### TASK LIST
- 1) Retype the article on bioprinting a heart word for word, from "These last two" up to and including "by the MRI.".
- 2) Answer these questions from the article on bioprinting a heart:
(a) In what year did Lee's group present the first version of the FRESH system?
(b) Up to what diameter were the canals in the porous matrix?
(c) What is the second version of the FRESH method called?

### PAGE EXCERPT
--- --- ---

The dream of having spare parts for human organs, and especially for the heart, seems even more to be within reach.
Andrew Lee - a researcher in Carnegie Mellon University, Pittsburgh and his colleagues have perfected the latest 3D printing methods and used collagen, the most essential component of the extracellular matrix (the supporting structure of biological tissues), as a raw material.
The result crowns some years of research and experimentation efforts by Lee's group, which already in 2015 presented the first version of this system, called FRESH. However, one of the key obstacles of printing biological tissues, or bioprinting, had not yet been overcome, namely, the production of a material that is flexible while it is implemented with a very well-defined microstructure, that is suitable to maintain cell colonization and a network of blood vessels.
Collagen, in particular, is the most fitting material to form the supporting structure for synthetic organs, but it is challenging to control its microstructure at various dimensional scales while printing.
Lee and colleagues solved the problem by depositing collagen as the "ink" in a 3D printer, layer by layer, inside a gel, controlling the solidification of collagen even at the most miniature scales, up to 10 microns. They thus obtained a matrix with a porous microstructure, with canals up to 30 microns in diameter, suitable for cell infiltration and matrix vasculature.
These last two processes have been successful, both with mouse cells and with human cells in culture, thanks to the addition of two ingredients: fibronectin, another key protein of the natural extracellular matrix, and VEGF, a strong growth factor of blood vessels.
Using cardiomyocytes, the cells that create the heart muscles, derived from human stem cells, the authors then succeeded in constructing more and more sophisticated models - a cardiac tissue, a ventricle and finally a complete newborn heart - with incredible accuracy, captured by the MRI.
The FRESH method, in its second version called FRESH 2.0, has therefore established its effectiveness for printing the human heart but it also can be used to produce supporting tissues for a wide range of organs. To achieve this goal, researchers must still overcome several technical obstacles, including the 3D printing of large tissues, with billions of cells.

--- --- ---

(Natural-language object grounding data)
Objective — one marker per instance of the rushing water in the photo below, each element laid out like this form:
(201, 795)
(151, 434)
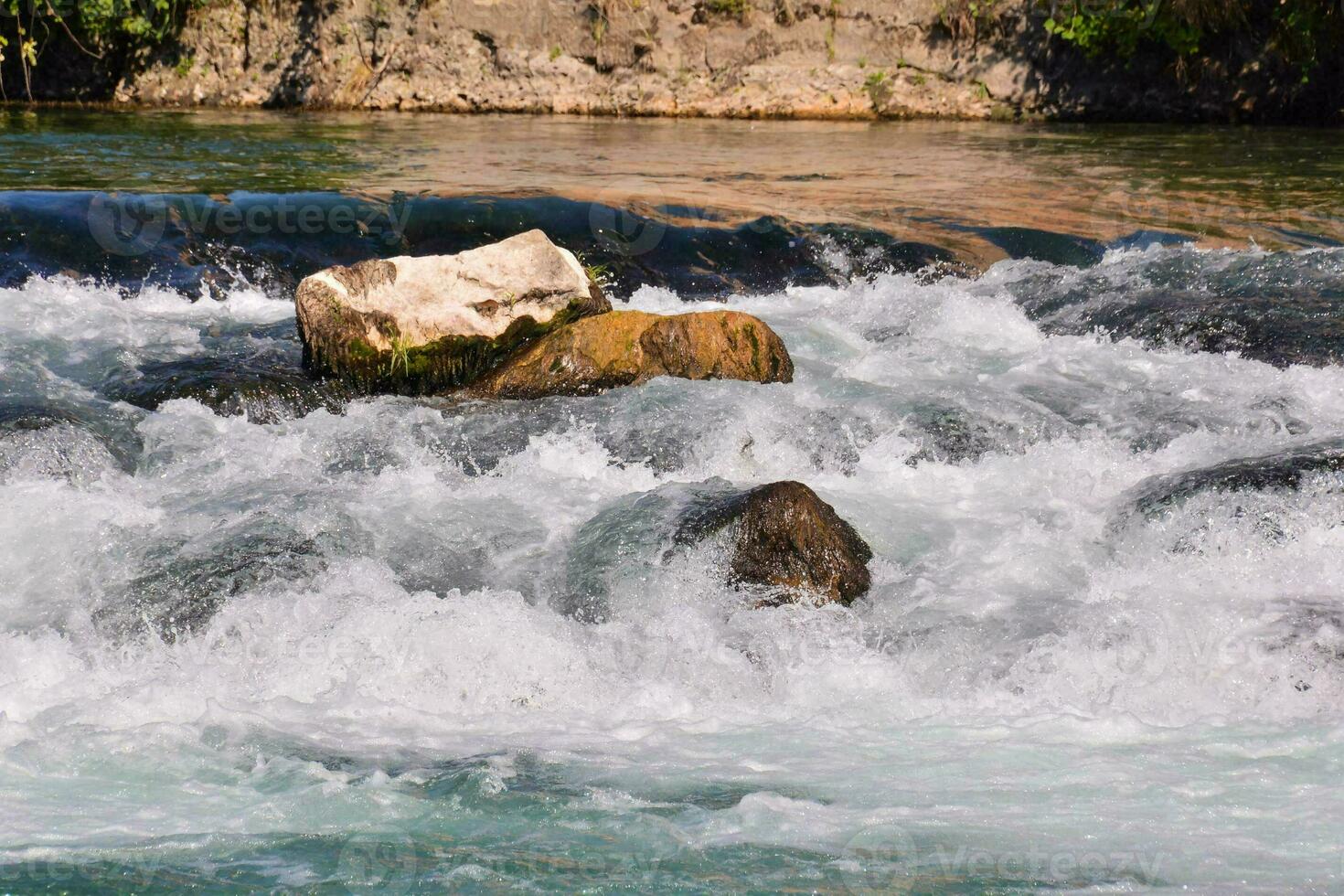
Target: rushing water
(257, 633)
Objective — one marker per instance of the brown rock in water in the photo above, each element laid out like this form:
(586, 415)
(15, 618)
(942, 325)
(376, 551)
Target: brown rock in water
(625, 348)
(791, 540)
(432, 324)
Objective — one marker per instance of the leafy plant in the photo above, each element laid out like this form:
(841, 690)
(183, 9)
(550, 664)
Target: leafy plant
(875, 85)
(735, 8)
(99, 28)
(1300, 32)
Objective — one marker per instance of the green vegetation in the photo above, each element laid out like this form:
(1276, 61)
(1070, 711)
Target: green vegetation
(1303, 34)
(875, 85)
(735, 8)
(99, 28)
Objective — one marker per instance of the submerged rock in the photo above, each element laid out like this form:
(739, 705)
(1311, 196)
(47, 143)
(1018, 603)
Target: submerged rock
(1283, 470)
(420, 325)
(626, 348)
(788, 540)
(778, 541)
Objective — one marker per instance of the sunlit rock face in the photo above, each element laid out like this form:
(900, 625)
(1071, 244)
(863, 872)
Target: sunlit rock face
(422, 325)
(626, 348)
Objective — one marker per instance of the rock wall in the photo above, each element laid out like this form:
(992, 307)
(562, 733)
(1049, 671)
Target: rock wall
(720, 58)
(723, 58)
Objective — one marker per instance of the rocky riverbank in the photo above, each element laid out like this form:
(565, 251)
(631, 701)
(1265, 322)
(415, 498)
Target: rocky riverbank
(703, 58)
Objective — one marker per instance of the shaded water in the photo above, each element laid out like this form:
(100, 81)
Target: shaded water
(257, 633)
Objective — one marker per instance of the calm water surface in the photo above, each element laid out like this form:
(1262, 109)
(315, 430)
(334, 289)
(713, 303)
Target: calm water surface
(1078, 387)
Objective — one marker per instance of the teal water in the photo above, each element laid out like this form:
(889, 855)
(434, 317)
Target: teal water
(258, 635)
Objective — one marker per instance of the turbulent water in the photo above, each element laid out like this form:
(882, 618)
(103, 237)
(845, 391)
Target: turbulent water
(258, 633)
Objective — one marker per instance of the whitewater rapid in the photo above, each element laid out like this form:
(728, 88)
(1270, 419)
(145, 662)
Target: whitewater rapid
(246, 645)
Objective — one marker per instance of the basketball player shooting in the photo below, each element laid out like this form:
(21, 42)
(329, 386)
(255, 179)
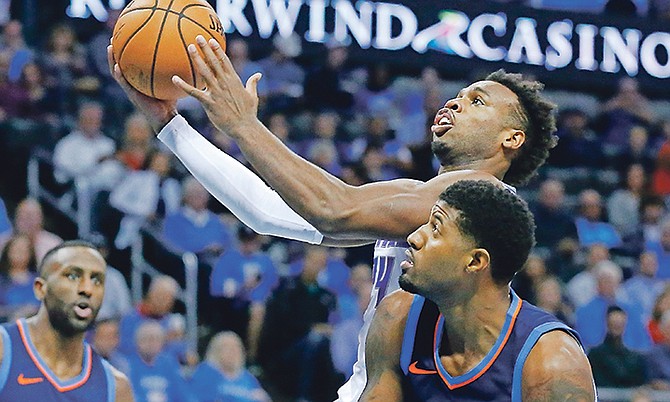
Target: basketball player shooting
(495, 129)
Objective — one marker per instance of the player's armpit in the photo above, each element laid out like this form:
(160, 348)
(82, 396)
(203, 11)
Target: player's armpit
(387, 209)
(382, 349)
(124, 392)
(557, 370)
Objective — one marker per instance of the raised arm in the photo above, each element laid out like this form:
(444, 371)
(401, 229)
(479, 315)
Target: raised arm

--- --- ---

### EXPECTED RESPONSES
- 1)
These last two processes have been successful, both with mouse cells and with human cells in culture, thanks to the addition of two ingredients: fibronectin, another key protein of the natural extracellular matrix, and VEGF, a strong growth factor of blood vessels.
Using cardiomyocytes, the cells that create the heart muscles, derived from human stem cells, the authors then succeeded in constructing more and more sophisticated models - a cardiac tissue, a ventricle and finally a complete newborn heart - with incredible accuracy, captured by the MRI.

- 2)
(a) 2015
(b) Up to 30 microns
(c) FRESH 2.0